Pointing dataset records:
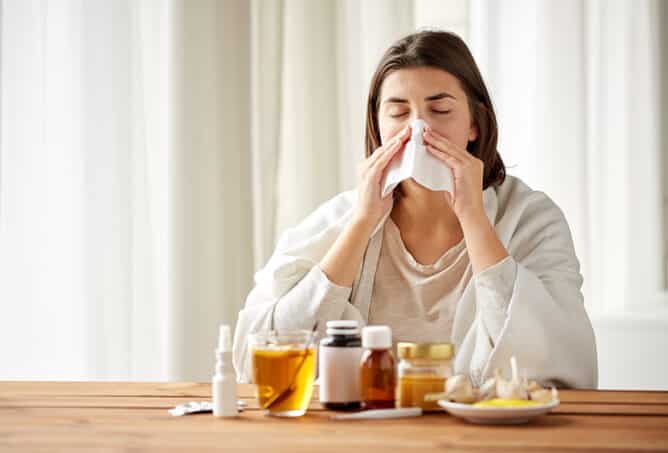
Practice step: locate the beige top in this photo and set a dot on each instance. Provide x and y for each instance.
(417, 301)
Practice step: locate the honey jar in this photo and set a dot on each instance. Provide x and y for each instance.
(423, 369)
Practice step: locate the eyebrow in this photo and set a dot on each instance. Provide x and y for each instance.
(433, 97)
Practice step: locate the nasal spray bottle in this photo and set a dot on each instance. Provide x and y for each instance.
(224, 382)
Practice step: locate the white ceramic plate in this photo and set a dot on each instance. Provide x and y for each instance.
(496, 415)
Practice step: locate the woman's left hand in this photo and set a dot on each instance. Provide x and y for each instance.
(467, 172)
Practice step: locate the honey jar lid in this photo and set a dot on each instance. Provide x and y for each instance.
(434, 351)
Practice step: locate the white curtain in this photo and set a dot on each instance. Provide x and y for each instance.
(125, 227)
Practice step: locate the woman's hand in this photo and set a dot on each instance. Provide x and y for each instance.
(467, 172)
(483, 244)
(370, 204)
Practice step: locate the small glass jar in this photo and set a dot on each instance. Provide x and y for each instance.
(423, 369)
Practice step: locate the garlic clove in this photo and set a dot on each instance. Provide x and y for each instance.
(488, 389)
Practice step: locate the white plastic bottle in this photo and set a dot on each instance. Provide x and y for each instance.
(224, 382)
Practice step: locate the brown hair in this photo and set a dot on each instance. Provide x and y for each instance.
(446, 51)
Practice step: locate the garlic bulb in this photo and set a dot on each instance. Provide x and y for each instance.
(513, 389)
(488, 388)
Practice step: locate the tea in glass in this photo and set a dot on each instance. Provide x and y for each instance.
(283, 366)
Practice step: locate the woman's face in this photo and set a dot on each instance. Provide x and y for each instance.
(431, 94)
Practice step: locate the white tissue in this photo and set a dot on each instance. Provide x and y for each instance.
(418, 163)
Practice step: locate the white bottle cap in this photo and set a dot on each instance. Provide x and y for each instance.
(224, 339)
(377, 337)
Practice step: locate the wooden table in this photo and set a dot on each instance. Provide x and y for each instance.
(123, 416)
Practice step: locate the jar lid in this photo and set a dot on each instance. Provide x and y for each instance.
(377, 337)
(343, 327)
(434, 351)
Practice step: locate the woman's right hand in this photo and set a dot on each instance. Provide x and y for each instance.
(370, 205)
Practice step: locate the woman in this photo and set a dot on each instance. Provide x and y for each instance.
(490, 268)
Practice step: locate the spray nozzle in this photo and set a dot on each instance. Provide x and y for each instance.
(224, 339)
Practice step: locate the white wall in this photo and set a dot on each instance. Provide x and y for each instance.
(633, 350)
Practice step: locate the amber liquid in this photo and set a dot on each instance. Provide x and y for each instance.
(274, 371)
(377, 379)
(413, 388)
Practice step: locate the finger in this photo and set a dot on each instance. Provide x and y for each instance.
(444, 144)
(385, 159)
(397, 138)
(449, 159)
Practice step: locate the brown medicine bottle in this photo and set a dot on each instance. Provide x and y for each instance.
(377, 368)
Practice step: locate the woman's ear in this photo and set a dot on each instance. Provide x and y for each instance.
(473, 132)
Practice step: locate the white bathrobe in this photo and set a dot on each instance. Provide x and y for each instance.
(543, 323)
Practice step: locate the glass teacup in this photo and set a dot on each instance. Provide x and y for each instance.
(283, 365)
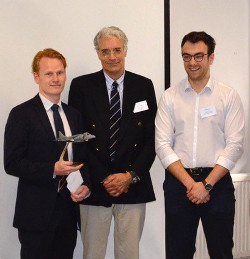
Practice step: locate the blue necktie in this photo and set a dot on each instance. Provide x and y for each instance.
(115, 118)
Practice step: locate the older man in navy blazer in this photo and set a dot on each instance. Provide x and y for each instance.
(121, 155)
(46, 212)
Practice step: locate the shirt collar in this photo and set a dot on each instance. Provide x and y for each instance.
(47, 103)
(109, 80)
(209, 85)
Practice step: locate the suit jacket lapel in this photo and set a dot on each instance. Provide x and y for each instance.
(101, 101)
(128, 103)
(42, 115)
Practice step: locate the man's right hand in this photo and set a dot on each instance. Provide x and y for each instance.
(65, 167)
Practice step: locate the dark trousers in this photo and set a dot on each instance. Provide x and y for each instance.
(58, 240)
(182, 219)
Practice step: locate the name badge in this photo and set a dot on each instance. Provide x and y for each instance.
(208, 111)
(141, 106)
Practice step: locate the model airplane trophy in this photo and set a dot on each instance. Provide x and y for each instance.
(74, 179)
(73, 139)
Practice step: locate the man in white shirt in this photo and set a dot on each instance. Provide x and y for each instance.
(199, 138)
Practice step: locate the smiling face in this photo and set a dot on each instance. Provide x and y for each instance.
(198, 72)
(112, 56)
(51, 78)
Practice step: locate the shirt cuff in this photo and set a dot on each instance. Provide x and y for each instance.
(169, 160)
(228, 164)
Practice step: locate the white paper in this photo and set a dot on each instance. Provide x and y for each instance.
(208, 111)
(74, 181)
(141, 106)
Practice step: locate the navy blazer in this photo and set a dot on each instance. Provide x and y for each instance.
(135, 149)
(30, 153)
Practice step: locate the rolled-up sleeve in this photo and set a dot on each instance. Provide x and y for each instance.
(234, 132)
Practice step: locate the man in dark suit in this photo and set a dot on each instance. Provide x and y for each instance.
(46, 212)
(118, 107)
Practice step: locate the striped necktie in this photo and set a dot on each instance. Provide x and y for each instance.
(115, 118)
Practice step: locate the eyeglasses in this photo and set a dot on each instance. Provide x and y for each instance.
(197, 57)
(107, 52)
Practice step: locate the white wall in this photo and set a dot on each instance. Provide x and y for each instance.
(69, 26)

# WHAT IS NEEDED:
Set down every entry word for word, but omit the pictures.

# RESPONSE:
Practice step: locate the beige top in this photo and set a dot on each instance. Provide x and y for each instance.
(417, 301)
Practice step: locate the honey jar in this photo and set a dot on each instance. Provide x and y for each instance.
(423, 369)
Practice step: locate the eyebrow in this photo and set a dot on each instance. Provide x and y for each instance.
(433, 97)
Practice step: locate the nasal spray bottle in this photo and set a dot on each instance. Provide x and y for each instance.
(224, 382)
Practice step: locate the white ceramic plate in this photo and set a dot on each instance. Provide x and y for each instance.
(496, 415)
Practice step: locate the woman's left hand in this photo and set a dot on each instance. Provide x and y for each instance.
(467, 172)
Practice step: locate the honey jar lid in this photo and set a dot on each instance. Provide x and y for each instance.
(434, 351)
Practice step: locate the white curtain in this photo and set a dot on each instance. Provide x and y for each instance.
(125, 227)
Practice step: locate the woman's hand in this photo and set a dot on each instance. Provide x and y for each instance.
(467, 172)
(483, 244)
(370, 204)
Practice step: locate the small glass jar in this photo and set a dot on each instance. Provide x and y for each instance.
(423, 369)
Practice step: locate the garlic clove in this photo and set a dot on each instance. Provide x and y for each instance.
(488, 389)
Practice step: locate the white plastic bottle in this photo and set a dot on each instance. Provide x and y for each instance.
(224, 382)
Practice step: locate the brown hair in this photo and set a dot on each instance. Provide x and y for each instance.
(446, 51)
Practice step: locate the garlic bulb in this photo and set a dot on each instance. Provide x and y for each instance.
(513, 389)
(488, 388)
Practice step: locate the tea in glass in this photo and set a dot on each instance. Provide x and y for each instance.
(283, 366)
Practice step: locate the woman's face in this photo and set a dot on each instance. Provide x and y for each instance.
(431, 94)
Practice step: locate the white tissue in this photo and set a dot on each instance. Provide x and y for each instance.
(418, 163)
Practice step: locate the white bottle cap in this photo and set a dot on each instance. Provide x and y for each instance.
(224, 339)
(377, 337)
Practice step: locate the wooden table in this photo and set a dot on each instance. Provide x and y for each instance.
(123, 416)
Practice step: locate the jar lid in this photo and set a dot on each instance. Provide x and y for each instance.
(377, 337)
(343, 327)
(434, 351)
Practice step: locate the woman's right hand in this photo and set a dot on each instance. Provide x and y for each instance.
(370, 205)
Practice step: locate the woman in this photo and set a dot on each instance. Provide x and y for each instance.
(490, 268)
Practice step: locate the spray nozzle in this photo and set a dot on each instance. Provide x and y for each instance.
(224, 339)
Practice step: locate the white wall in this photo and set a dot on each instance. Provide x and y for each instance.
(633, 350)
Practice step: locate the amber liquid in this photo and set a dot on each instance. Provide x and y for each instance.
(274, 371)
(377, 379)
(413, 388)
Practice step: locate the finger in this photo and set a dot on each instance. Provide x and y for each instance.
(444, 144)
(385, 159)
(397, 138)
(449, 159)
Practice step: locate the brown medicine bottle in this photo and set a dot on each instance. Provide x and y for each instance.
(377, 368)
Practice step: locate the woman's ear in this photo and set a dot on each instance. Provide x and y for each instance.
(473, 132)
Practice step: locate the white bathrobe in this photo and set a dot on each instance. Provide x and y for each instance.
(543, 323)
Practice step: locate the glass teacup in this photo and set a dot on each instance. Provide x and y for each instance.
(283, 365)
Practice step: locate the blue necktie in this photo and set a dot on each instance. Provide x and y for each instance.
(115, 118)
Practice step: locate the older man in navy blazer in this photo and set a dot on each instance. Provide x and y for each instance.
(121, 155)
(46, 212)
Practice step: locate the shirt collar in this photo and set a dot on each instance. Provide x and y for each instance.
(47, 103)
(109, 80)
(209, 85)
Practice step: locate the suit jacket lapel in this photo and set a dot on each instance. Provide x and y for each instance.
(101, 101)
(128, 103)
(42, 115)
Practice step: locate the man's right hand in this photo and set a dot on each instance. Provide x and y for each instance.
(65, 167)
Practice step: locate the dark trousers in this photo and set a dot on each instance. Provide x and y for each instance.
(58, 240)
(182, 219)
Practice step: locate the name badge in this photo and set a dot on each instance. Provide x and y for each instance.
(208, 111)
(141, 106)
Practice step: locate the model airplane trophy in this photo and set a dot on each instance. Provide x and y for each instance.
(74, 179)
(73, 139)
Practice step: locate the man in white shirt in this photo and set a dot on each instance. Provide x and y for each instance.
(199, 138)
Practice step: locate the smiling face in this photo and set a dot on each instance. Provide x and y for each instance.
(198, 72)
(112, 56)
(51, 78)
Practice step: locate the shirt cuff in this photo and set a dot on each instance. Provide x and y for each instance.
(169, 160)
(228, 164)
Practice step: locate the white paper in this photo and set a dot on each instance. Provide x and y for each instance.
(208, 111)
(74, 181)
(141, 106)
Practice step: locate the navy blazer in this photo and set a dot on each instance. Provide x and y for each instance.
(135, 149)
(30, 153)
Practice step: locate the rolled-up sleeve in this photo and set a dot on each instance. Provide x and y for each instance.
(234, 132)
Practice step: locate the man in dark suit in this photo and set a dot on each instance. Provide x and y for each instance.
(46, 212)
(118, 107)
Practice step: locate the striped necktie in this photo and set a dot on each instance. Provide x and y for each instance.
(115, 118)
Practice step: locate the eyeglasses in this photo and set a dot on each instance. Provide x and y for each instance.
(197, 57)
(107, 52)
Practice step: locate the white wall in this photo and set a dot on each instance. Provide x and y for each instance.
(69, 26)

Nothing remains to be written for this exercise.